▶ Your goal: Reproduce the book review below, beginning at "Alexander Zvielli , THE" and stopping after "of Eretz Yisrael.", but swap "Diaspora" for "exile".

▶ Text segment:
— Begin —

Alexander Zvielli , THE JERUSALEM POST
The First Tithe
By Israel Eldad
Translated with a foreword and notes by Zev Golan
Jabotinsky Institute/Gefen
420 pages; $24.95.
The fire of the burning bush that wasn't consumed inspired Moses to free his people from Egypt, and it apparently inspired poet Israel Eldad's attempts to free his people from the shackles of the Diaspora and set them free from the foreign occupation of Eretz Yisrael.
Shortly before his death, Eldad quoted a talmudic debate between the School of Hillel and the School of Shammai: "Is it better for man to have been created, or not to have been created?" After three years of arguing, the rabbis took a vote and decided that man would have been better off not being created. But they added: "Since he was created, let him examine his deeds."
Eldad was enthusiastic about this directive. He believed that while everything is forced upon man while we are here, what is important is what we do. The First Tithe is a highly emotional account of his activities between 1938 and 1948, an inseparable part of Israel's history.
An English edition of The First Tithe (there have been five Hebrew editions) was Eldad's dream, and the Jabotinsky Institute published one on the country's 60th Independence Day, to mark his contribution to the emergence of the state and perhaps also to remind us all that we weren't offered our independence on a silver platter.

— End —

▶ Given data:
— Begin —

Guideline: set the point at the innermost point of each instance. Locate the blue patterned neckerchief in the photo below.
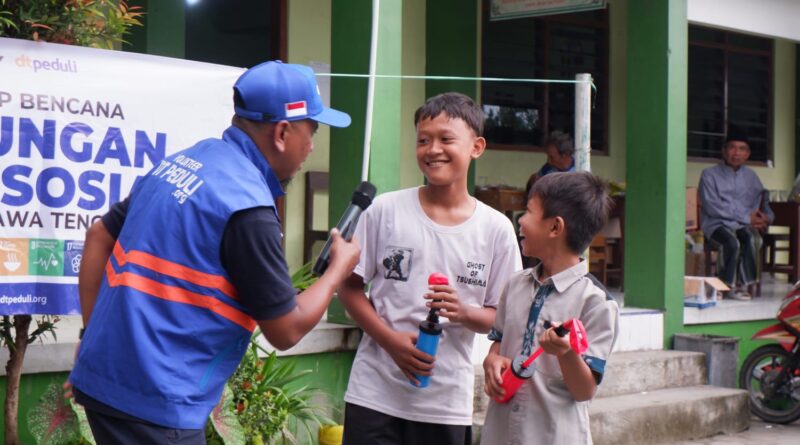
(533, 316)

— End —

▶ Response to this exercise:
Alexander Zvielli , THE JERUSALEM POST
The First Tithe
By Israel Eldad
Translated with a foreword and notes by Zev Golan
Jabotinsky Institute/Gefen
420 pages; $24.95.
The fire of the burning bush that wasn't consumed inspired Moses to free his people from Egypt, and it apparently inspired poet Israel Eldad's attempts to free his people from the shackles of the exile and set them free from the foreign occupation of Eretz Yisrael.